Image-grounded pointing data
----------------
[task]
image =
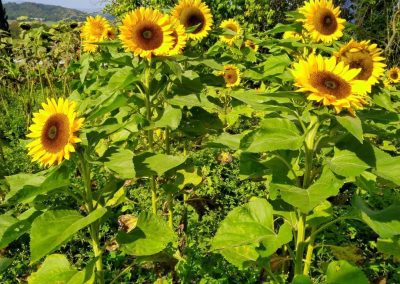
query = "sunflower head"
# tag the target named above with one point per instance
(95, 29)
(394, 75)
(330, 83)
(146, 32)
(365, 56)
(54, 132)
(194, 15)
(250, 44)
(321, 20)
(231, 75)
(292, 35)
(179, 37)
(233, 27)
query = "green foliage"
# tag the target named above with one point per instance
(45, 12)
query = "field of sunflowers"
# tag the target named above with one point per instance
(176, 145)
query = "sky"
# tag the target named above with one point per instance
(85, 5)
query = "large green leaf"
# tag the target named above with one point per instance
(347, 164)
(121, 163)
(387, 167)
(122, 79)
(170, 118)
(12, 228)
(150, 236)
(148, 164)
(353, 125)
(226, 140)
(341, 272)
(386, 222)
(54, 228)
(4, 263)
(273, 134)
(389, 246)
(25, 187)
(244, 229)
(307, 199)
(56, 269)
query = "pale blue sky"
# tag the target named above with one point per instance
(86, 5)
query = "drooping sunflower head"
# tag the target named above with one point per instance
(233, 27)
(394, 75)
(365, 56)
(195, 16)
(95, 29)
(231, 75)
(330, 83)
(179, 37)
(321, 20)
(54, 132)
(146, 32)
(250, 44)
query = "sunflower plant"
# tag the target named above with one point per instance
(322, 122)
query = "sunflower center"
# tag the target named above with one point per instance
(52, 132)
(193, 17)
(230, 76)
(97, 30)
(325, 22)
(55, 133)
(175, 39)
(148, 36)
(330, 84)
(360, 60)
(232, 28)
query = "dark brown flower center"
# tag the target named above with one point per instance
(331, 84)
(55, 134)
(360, 60)
(230, 76)
(194, 18)
(325, 22)
(149, 36)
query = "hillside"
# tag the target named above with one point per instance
(45, 12)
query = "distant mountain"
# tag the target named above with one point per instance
(42, 11)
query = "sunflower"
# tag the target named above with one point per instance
(394, 75)
(321, 20)
(146, 32)
(250, 44)
(231, 75)
(54, 132)
(365, 56)
(179, 37)
(234, 27)
(331, 83)
(95, 29)
(194, 14)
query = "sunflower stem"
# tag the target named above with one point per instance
(94, 228)
(150, 133)
(310, 249)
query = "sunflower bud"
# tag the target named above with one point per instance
(127, 222)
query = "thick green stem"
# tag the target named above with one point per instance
(170, 203)
(310, 249)
(150, 135)
(301, 229)
(94, 228)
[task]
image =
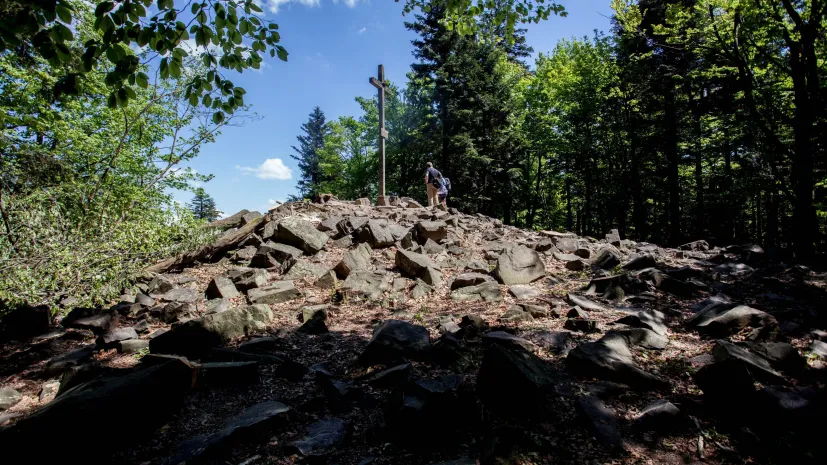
----------------
Your task is to retype the records above in full and exactly, omitting the pictures.

*Response to the exercise*
[task]
image =
query = "sunflower head"
# tag the target named above with one point per instance
(95, 29)
(394, 75)
(330, 83)
(146, 32)
(365, 56)
(54, 132)
(194, 15)
(250, 44)
(321, 20)
(231, 75)
(292, 35)
(179, 37)
(233, 27)
query = "green foliage"
# tag the target named above with one point per instance
(45, 12)
query = "field of sunflowers"
# tag the target named above with one point per instance
(176, 145)
query = "sky"
# tag the target named above with one point per instance
(85, 5)
query = "large green leaf"
# tag the target named above with one point per instance
(347, 164)
(121, 163)
(387, 167)
(122, 79)
(170, 118)
(12, 228)
(150, 236)
(148, 164)
(353, 125)
(226, 140)
(341, 272)
(386, 222)
(54, 228)
(4, 263)
(273, 134)
(389, 246)
(25, 187)
(244, 229)
(307, 199)
(56, 269)
query = "pale blue sky"
# tag the target named above with one point per instance
(86, 5)
query = "drooping sunflower head"
# tag the target named above with one point per instance
(233, 27)
(394, 75)
(365, 56)
(195, 16)
(95, 29)
(231, 75)
(330, 83)
(179, 37)
(321, 20)
(54, 132)
(146, 32)
(250, 44)
query = "sunflower plant"
# tag the target named above with one point per instance
(322, 122)
query = "sunflower center"
# tag the target named above with one point per instance
(52, 132)
(193, 17)
(230, 76)
(97, 30)
(325, 22)
(55, 133)
(175, 39)
(148, 36)
(330, 84)
(360, 60)
(232, 28)
query = "dark brown flower center"
# tag the target named above with one point per instance
(331, 84)
(55, 134)
(360, 60)
(230, 76)
(194, 18)
(325, 22)
(149, 36)
query = "hillside"
# tag the target named above with one point per instance
(45, 12)
query = "distant mountain"
# tag the target named above with one point per instance
(42, 11)
query = "sunflower"
# tag the target named above with one point per instance
(394, 75)
(321, 20)
(146, 32)
(250, 44)
(231, 75)
(54, 132)
(365, 56)
(179, 37)
(234, 27)
(331, 83)
(95, 29)
(194, 14)
query = "sunflower stem"
# tag the target named above with one point per instance
(94, 228)
(150, 133)
(310, 249)
query = "sunflower bud"
# tag the target named above with one point per instance
(127, 222)
query = "thick green stem"
# tag the target named above with one point per instance
(170, 203)
(310, 249)
(150, 135)
(301, 229)
(94, 228)
[task]
image =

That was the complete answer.